> TASK REQUIREMENTS
Please continue the article on Gambia's suspension of paracetamol syrups after the deaths of young children, picking up from its last paragraph.

Gambia: authorities probe link between paracetamol syrup and children’s deaths
Gambian authorities have suspended the sales and import of paracetamol syrups in response to recent deaths of children under the age of five.
Have the deaths been linked to the medicine?
Investigations are ongoing to determine if the medicines are responsible for the deaths. But according to the country’s health service director, Mustapha Bittaye, autopsies conducted on dozens of the children who have died within the last three months “suggest the possibility of paracetamol.” Doctors are said to be suspecting a link as the deaths have followed kidney injuries in children who took paracetamol syrups to treat fever.
Did the children all take the same brand of syrup?
That’s not stated, but the chances of that are slim. The complete ban on all types of medicine is to tackle the problem from the source, to identify any incidence of poor quality or outright counterfeit syrups flooding the country, and to prevent avoidable deaths since no specific type has been identified as the cause of the deaths. This again highlights the lingering challenge of counterfeit drugs which the West African region has not been able to successfully eradicate.

> DATA BLOCK
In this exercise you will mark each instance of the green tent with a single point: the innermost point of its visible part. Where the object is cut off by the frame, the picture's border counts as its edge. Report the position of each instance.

> RESPONSE BOX
As much as a third of medicines sold in some parts of Africa are fake, according to the United Nations Office on Drug and Crime (UNODC). Poverty, access to over-the-counter sales without prescription, and the absence of a clear distinction between fake and genuine products have been identified as factors driving the crisis. Stakeholders are hoping that innovative health tech startups can help support governments’ efforts in addressing the menace.